TASK TO CARRY OUT. Please repeat each of the records that follow, exactly as written.

[RECORD EXTRACTS — start]

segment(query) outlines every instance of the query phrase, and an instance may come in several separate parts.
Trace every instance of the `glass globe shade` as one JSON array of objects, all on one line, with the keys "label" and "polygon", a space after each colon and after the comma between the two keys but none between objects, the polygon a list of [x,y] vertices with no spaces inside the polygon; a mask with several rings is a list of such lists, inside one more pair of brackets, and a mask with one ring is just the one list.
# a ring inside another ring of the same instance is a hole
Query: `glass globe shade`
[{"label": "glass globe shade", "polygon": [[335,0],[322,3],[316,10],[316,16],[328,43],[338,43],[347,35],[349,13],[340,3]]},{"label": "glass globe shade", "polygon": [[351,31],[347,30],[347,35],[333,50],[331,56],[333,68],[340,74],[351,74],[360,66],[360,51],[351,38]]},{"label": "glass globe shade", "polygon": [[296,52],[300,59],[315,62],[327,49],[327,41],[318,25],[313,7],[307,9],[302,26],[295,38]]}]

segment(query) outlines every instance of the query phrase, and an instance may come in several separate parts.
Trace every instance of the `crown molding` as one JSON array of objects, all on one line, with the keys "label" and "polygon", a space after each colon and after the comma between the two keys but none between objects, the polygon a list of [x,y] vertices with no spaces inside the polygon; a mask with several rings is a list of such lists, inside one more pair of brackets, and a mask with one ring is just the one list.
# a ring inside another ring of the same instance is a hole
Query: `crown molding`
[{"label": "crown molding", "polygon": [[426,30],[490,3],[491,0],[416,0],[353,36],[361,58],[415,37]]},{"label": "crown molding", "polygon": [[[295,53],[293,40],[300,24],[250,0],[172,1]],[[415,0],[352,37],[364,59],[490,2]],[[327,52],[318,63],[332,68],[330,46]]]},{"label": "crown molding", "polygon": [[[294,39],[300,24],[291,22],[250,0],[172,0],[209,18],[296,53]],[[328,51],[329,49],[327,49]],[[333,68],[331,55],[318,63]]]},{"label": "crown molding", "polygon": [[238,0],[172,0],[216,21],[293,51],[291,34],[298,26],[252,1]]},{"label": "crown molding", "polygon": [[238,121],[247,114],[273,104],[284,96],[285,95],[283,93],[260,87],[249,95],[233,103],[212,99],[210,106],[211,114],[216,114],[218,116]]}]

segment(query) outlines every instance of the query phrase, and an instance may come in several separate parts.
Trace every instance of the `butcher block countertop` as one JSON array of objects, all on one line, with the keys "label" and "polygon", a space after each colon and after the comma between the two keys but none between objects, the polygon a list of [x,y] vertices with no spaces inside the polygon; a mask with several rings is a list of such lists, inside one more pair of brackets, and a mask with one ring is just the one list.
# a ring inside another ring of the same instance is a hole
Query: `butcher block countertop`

[RECORD EXTRACTS — finish]

RESULT FOR THIS TASK.
segment(query) outlines every instance of the query phrase, and an instance may come in several separate parts.
Trace every instance of the `glass globe shade` as one JSON array of objects, all on one line, with the keys "label" and "polygon", a space after each colon and after the comma between the two keys but none between objects, the polygon a list of [x,y] vertices with no spaces inside the polygon; a mask with several rings is a list of such lists, inside one more pair of brackets, and a mask with one ring is just the one list.
# a ring inside another ring of the same instance is a hole
Query: `glass globe shade`
[{"label": "glass globe shade", "polygon": [[335,0],[322,3],[316,10],[316,16],[328,43],[338,43],[347,35],[349,13],[340,3]]},{"label": "glass globe shade", "polygon": [[351,31],[347,30],[347,35],[333,50],[331,56],[333,68],[340,74],[351,74],[360,66],[360,51],[351,38]]},{"label": "glass globe shade", "polygon": [[296,52],[300,59],[315,62],[327,49],[327,41],[318,25],[313,7],[307,9],[302,26],[295,38]]}]

segment(query) outlines every instance of the query phrase, and an instance may come in several separate parts.
Trace every instance of the `crown molding` as one JSON array of objects, all on one line, with the keys "label" and "polygon", a space after each colon and after the comma between the two keys but none between objects, the polygon a list of [x,y] vertices with no spaces inside the polygon; a mask with several rings is a list of such lists, inside one more pair of brackets, and a mask with one ring is just the one list.
# a ring inside another ring of the same instance is a hole
Query: `crown molding`
[{"label": "crown molding", "polygon": [[426,30],[490,3],[491,0],[416,0],[353,36],[361,58],[415,37]]},{"label": "crown molding", "polygon": [[[295,53],[293,40],[300,24],[250,0],[172,1]],[[415,0],[352,37],[364,59],[490,2]],[[327,52],[318,63],[332,68],[330,46]]]},{"label": "crown molding", "polygon": [[[294,39],[300,24],[291,22],[250,0],[172,0],[209,18],[296,53]],[[328,51],[329,49],[327,49]],[[333,68],[331,55],[318,63]]]},{"label": "crown molding", "polygon": [[238,0],[172,0],[216,21],[293,51],[291,34],[298,26],[252,1]]},{"label": "crown molding", "polygon": [[238,121],[247,114],[273,104],[284,96],[285,95],[283,93],[260,87],[249,95],[233,103],[212,99],[210,106],[211,114],[216,114],[218,116]]}]

segment(query) outlines every instance of the query phrase, and an instance may come in several separate parts.
Trace every instance of the `butcher block countertop` as one JSON array of objects, all on one line, with the keys "label" and "polygon", a space after each colon and after the comma between the two keys but none between objects, the polygon a list of [x,y] vertices with no spaces inside the polygon; a mask with several rings is a list of such lists, inside one more pair of brackets, and a mask with one ring is just the one list.
# a ring inside another ring of the same instance is a hole
Query: `butcher block countertop`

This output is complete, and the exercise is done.